Pull out every line in the material below that contains the word "each".
***
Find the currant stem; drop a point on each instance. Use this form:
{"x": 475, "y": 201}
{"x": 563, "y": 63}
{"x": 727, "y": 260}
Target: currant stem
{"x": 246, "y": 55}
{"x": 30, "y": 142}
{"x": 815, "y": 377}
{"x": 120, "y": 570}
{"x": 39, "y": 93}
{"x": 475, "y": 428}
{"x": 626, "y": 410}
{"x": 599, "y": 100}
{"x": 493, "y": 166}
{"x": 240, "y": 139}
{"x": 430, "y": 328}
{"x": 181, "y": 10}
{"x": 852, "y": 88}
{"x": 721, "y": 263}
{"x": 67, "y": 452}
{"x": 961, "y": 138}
***
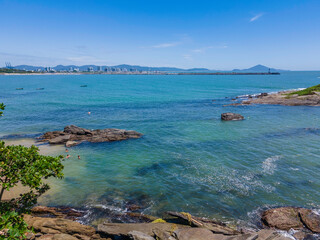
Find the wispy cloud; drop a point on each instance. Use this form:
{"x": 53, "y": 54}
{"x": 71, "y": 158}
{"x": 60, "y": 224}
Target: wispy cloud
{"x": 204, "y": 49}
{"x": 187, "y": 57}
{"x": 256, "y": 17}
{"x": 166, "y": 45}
***
Complete response:
Find the currant stem; drop a point on each instance. Use this form:
Find the wispy cloud; drop a point on each instance. Use this form:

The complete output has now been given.